Высказывания вяземского о пушкине

Обновлено: 22.11.2024

Отзывы об "антипольских" произведениях Пушкина
(Клеветникам России, Ода на взятие Варшавы, Бородинская годовщина)
то и дело мелькают в
частной переписке того времени, и в своем огромном большинстве эти отзывы
были очень одобрительными. "Каково прогремел Пушкин Клеветникам России?",
вопрошал А. А. Муханов. "Какие возвышенные, прямо русские чувства!",
восклицал А. И. Философов. В октябре Баратынский благодарит И. В.
Киреевского за присылку брошюры "На взятие Варшавы", и сообщает ему, что в
стихотворении "Клеветникам России" "сказано дело и указана настоящая точка,
с которой должно смотреть на нашу войну с Польшей". Но всех превзошел здесь
философ Чаадаев, который писал Пушкину: "Я только что прочел ваши два
стихотворения. Друг мой, никогда еще вы не доставляли мне столько
удовольствия. Вот вы, наконец, и национальный поэт; наконец вы угадали свое
призвание". "Стихотворение к врагам России особенно замечательно; это я
говорю вам. В нем больше мыслей, чем было высказано и осуществлено в течение
целого века в этой стране".

В 1835 году, через четыре года после их появления, Лермонтов пишет
"по случаю новой политической тревоги на Западе" (возникшей опять в связи с
беспокойством в Польше) свою оду в том же роде, которая начинается со слов:

Опять, народные витии,[
]За дело падшее Литвы[
]На славу гордую России,
Опять, шумя, восстали вы.
Уж вас казнил могучим словом
Поэт, восставший в блеске новом[
]От продолжительного сна,
И порицания покровом
Одел он ваши имена.

Ознакомившись с пушкинскими стихотворениями, Вяземской нисколько не
смягчил своих оценок - наоборот, они стали еще резче. В его дневниковой
записи от 22 сентября 1831 года звучат те же горестные интонации, что и в
первом "Философическом письме" Чаадаева - только к ним еще добавляется
сильнейшее раздражение Вяземского. "Пушкин в стихах своих Клеветникам России
кажет им шиш из кармана. Он знает, что они не прочтут стихов его,
следовательно, и отвечать не будут на вопросы, на которые отвечать было бы
очень легко, даже самому Пушкину. За что возрождающейся Европе любить нас?
════
#### Задание A:
Повторите дословно из отрывка о Пушкине всё, что идёт начиная со слов «Уж вас казнил» и вниз до слов «Европе любить нас?».
Отрывок и записи никак не связаны друг с другом.
════
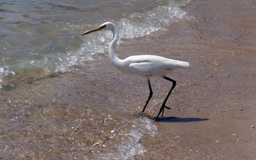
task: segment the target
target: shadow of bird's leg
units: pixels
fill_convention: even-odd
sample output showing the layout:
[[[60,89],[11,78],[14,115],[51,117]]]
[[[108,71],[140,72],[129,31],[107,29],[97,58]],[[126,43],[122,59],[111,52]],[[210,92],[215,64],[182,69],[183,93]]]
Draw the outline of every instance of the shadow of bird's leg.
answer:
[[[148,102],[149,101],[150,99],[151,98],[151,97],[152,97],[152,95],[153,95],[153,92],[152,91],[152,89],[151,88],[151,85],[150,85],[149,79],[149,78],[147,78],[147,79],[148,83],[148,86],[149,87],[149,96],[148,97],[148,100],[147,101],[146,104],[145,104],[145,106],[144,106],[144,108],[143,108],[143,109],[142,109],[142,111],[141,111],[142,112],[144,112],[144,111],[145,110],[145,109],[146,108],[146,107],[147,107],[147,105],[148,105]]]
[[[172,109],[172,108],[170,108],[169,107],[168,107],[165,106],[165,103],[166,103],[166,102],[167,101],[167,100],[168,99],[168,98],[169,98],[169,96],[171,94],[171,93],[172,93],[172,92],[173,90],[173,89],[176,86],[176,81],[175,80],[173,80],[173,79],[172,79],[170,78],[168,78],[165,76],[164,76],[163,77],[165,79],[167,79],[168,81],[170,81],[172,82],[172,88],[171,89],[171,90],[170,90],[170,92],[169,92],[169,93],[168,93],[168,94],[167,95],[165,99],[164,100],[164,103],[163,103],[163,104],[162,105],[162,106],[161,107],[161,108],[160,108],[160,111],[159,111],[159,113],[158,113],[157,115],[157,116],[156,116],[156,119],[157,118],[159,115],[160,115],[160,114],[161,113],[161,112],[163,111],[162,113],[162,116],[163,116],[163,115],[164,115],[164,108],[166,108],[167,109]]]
════
#### Задание B:
Какие строки записей содержат строку «target»? Сообщите каждую такую строку целиком.

#### Правильный ответ A:
Уж вас казнил могучим словом
Поэт, восставший в блеске новом[
]От продолжительного сна,
И порицания покровом
Одел он ваши имена.

Ознакомившись с пушкинскими стихотворениями, Вяземской нисколько не
смягчил своих оценок - наоборот, они стали еще резче. В его дневниковой
записи от 22 сентября 1831 года звучат те же горестные интонации, что и в
первом "Философическом письме" Чаадаева - только к ним еще добавляется
сильнейшее раздражение Вяземского. "Пушкин в стихах своих Клеветникам России
кажет им шиш из кармана. Он знает, что они не прочтут стихов его,
следовательно, и отвечать не будут на вопросы, на которые отвечать было бы
очень легко, даже самому Пушкину. За что возрождающейся Европе любить нас?

#### Правильный ответ B:
task: segment the target
target: shadow of bird's leg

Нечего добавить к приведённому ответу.